= Beginning of Section =

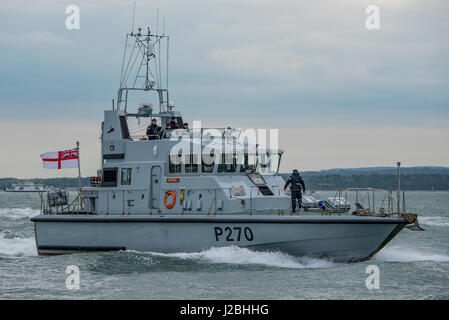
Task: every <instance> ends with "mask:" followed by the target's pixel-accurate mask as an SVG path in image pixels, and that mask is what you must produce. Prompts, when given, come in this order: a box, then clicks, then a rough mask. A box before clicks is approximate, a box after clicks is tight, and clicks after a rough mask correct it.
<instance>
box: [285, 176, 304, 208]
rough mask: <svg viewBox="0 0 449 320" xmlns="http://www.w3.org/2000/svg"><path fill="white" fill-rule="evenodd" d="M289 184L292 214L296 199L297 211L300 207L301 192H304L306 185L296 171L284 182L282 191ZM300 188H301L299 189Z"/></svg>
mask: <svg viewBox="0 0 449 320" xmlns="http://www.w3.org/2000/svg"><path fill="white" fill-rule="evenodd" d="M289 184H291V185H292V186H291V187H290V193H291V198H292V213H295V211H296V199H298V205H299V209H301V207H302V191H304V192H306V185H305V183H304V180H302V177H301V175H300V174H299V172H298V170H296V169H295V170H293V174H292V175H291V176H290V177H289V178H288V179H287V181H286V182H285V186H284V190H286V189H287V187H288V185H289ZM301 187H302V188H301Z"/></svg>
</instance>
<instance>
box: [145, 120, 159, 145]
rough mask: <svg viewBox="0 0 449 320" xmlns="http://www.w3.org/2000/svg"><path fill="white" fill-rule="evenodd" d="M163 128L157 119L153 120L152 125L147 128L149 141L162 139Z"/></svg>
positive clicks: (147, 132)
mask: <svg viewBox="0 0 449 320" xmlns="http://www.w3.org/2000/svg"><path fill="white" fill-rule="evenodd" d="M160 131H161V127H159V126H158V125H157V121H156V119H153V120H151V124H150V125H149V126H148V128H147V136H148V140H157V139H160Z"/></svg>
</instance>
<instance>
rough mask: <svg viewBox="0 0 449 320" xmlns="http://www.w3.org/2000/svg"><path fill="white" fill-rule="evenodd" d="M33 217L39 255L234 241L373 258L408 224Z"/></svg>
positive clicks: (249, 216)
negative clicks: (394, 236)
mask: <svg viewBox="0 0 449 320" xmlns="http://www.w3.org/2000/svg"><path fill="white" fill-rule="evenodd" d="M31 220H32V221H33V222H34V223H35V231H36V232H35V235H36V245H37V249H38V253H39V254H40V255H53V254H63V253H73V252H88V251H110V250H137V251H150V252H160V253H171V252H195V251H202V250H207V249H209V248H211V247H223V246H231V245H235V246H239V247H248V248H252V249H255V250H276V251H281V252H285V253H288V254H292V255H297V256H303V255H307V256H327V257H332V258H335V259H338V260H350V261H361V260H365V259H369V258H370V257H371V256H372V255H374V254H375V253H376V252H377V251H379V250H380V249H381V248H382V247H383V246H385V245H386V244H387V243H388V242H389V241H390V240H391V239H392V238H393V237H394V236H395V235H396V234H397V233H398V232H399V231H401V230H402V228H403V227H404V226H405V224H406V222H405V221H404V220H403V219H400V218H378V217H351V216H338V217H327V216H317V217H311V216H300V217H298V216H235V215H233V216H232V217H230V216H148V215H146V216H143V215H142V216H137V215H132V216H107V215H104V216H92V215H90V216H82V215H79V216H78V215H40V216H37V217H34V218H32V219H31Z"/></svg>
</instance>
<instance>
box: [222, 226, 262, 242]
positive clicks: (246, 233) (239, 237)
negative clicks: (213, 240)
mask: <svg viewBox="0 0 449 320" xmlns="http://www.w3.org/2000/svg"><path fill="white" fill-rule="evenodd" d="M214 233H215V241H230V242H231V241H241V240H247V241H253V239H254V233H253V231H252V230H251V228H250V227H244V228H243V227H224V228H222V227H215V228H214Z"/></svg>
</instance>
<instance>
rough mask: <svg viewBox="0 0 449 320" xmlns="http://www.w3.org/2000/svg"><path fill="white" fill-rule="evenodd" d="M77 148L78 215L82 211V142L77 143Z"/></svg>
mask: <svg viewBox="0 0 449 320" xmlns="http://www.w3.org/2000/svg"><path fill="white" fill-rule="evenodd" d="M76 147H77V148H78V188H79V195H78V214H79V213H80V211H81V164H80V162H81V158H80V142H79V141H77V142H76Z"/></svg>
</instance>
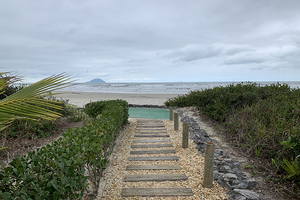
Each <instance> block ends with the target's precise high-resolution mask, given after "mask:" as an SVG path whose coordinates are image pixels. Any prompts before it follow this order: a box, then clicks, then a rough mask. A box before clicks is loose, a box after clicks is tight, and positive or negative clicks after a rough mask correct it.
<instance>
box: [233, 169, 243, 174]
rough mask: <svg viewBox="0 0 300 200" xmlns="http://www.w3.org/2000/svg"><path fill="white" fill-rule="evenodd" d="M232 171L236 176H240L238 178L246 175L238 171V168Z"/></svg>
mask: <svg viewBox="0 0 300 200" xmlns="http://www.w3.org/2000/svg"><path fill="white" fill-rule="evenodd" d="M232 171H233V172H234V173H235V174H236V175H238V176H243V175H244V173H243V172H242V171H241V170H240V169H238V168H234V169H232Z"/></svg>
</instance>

= End of Section =

◆ **Your goal**
Replicate the material above verbatim; images stay out of the copy.

◆ **Expected answer**
Task: every <instance> ends with "mask:" followed by the target's pixel-accurate mask as an SVG path in image pixels, and that mask is what you must produce. Prompts, when given, come in this order: a box, then clicks, then a rough mask. A box before clicks is approximate, a box after clicks is tight, and clicks after a rough mask correct it.
<instance>
box: [285, 176, 304, 208]
rough mask: <svg viewBox="0 0 449 320" xmlns="http://www.w3.org/2000/svg"><path fill="white" fill-rule="evenodd" d="M289 184L292 214L296 199L297 211L300 207L301 192H304L306 185L296 171L284 182L282 191ZM300 188H301L299 189Z"/></svg>
mask: <svg viewBox="0 0 449 320" xmlns="http://www.w3.org/2000/svg"><path fill="white" fill-rule="evenodd" d="M289 184H291V185H292V186H291V187H290V193H291V198H292V213H295V211H296V199H298V205H299V209H301V207H302V191H304V192H306V185H305V183H304V180H302V177H301V175H300V174H299V172H298V170H296V169H295V170H293V174H292V175H291V176H290V177H289V178H288V179H287V181H286V182H285V186H284V190H286V189H287V187H288V185H289ZM301 187H302V188H301Z"/></svg>
</instance>
<instance>
box: [145, 120, 159, 145]
rough mask: <svg viewBox="0 0 449 320" xmlns="http://www.w3.org/2000/svg"><path fill="white" fill-rule="evenodd" d="M163 128L157 119L153 120L152 125L147 128L149 141L162 139Z"/></svg>
positive clicks: (147, 132)
mask: <svg viewBox="0 0 449 320" xmlns="http://www.w3.org/2000/svg"><path fill="white" fill-rule="evenodd" d="M160 131H161V127H159V126H158V125H157V121H156V119H153V120H151V124H150V125H149V126H148V128H147V136H148V140H157V139H160Z"/></svg>
</instance>
<instance>
rough mask: <svg viewBox="0 0 449 320" xmlns="http://www.w3.org/2000/svg"><path fill="white" fill-rule="evenodd" d="M33 217L39 255L234 241L373 258L408 224Z"/></svg>
positive clicks: (249, 216)
negative clicks: (394, 236)
mask: <svg viewBox="0 0 449 320" xmlns="http://www.w3.org/2000/svg"><path fill="white" fill-rule="evenodd" d="M31 220H32V221H33V222H34V223H35V231H36V232H35V235H36V245H37V249H38V253H39V254H40V255H53V254H63V253H73V252H88V251H110V250H137V251H150V252H160V253H171V252H195V251H202V250H207V249H209V248H211V247H223V246H231V245H235V246H239V247H248V248H252V249H255V250H276V251H281V252H285V253H288V254H292V255H297V256H303V255H307V256H327V257H332V258H335V259H338V260H350V261H361V260H365V259H369V258H370V257H371V256H372V255H374V254H375V253H376V252H377V251H379V250H380V249H381V248H382V247H383V246H385V245H386V244H387V243H388V242H389V241H390V240H391V239H392V238H393V237H394V236H395V235H396V234H397V233H398V232H399V231H401V230H402V228H403V227H404V226H405V224H406V222H405V221H404V220H403V219H400V218H378V217H351V216H338V217H327V216H317V217H311V216H300V217H298V216H235V215H233V216H232V217H230V216H148V215H146V216H143V215H142V216H137V215H132V216H107V215H104V216H92V215H90V216H82V215H79V216H78V215H40V216H37V217H34V218H32V219H31Z"/></svg>
</instance>
<instance>
box: [222, 226, 262, 242]
positive clicks: (246, 233) (239, 237)
negative clicks: (213, 240)
mask: <svg viewBox="0 0 449 320" xmlns="http://www.w3.org/2000/svg"><path fill="white" fill-rule="evenodd" d="M214 233H215V241H230V242H231V241H241V240H247V241H253V239H254V233H253V231H252V230H251V228H250V227H244V228H243V227H224V228H222V227H215V228H214Z"/></svg>
</instance>
<instance>
rough mask: <svg viewBox="0 0 449 320" xmlns="http://www.w3.org/2000/svg"><path fill="white" fill-rule="evenodd" d="M77 148L78 215L82 211V142L77 143Z"/></svg>
mask: <svg viewBox="0 0 449 320" xmlns="http://www.w3.org/2000/svg"><path fill="white" fill-rule="evenodd" d="M76 147H77V148H78V188H79V195H78V214H79V213H80V211H81V164H80V162H81V158H80V142H79V141H77V142H76Z"/></svg>
</instance>
Each <instance> block ends with the target's precise high-resolution mask, given after "mask:" as an SVG path whose coordinates are image pixels. Any prompts before it follow this order: a box, then clicks, then a rough mask. A box before clicks is loose, a box after clicks is tight, and positive or negative clicks after a rough mask correct it.
<instance>
box: [233, 169, 243, 174]
rough mask: <svg viewBox="0 0 300 200" xmlns="http://www.w3.org/2000/svg"><path fill="white" fill-rule="evenodd" d="M232 171L236 176H240L238 178L246 175L238 171V168Z"/></svg>
mask: <svg viewBox="0 0 300 200" xmlns="http://www.w3.org/2000/svg"><path fill="white" fill-rule="evenodd" d="M232 171H233V172H234V173H235V174H236V175H238V176H243V175H244V173H243V172H242V171H241V170H240V169H238V168H234V169H232Z"/></svg>
</instance>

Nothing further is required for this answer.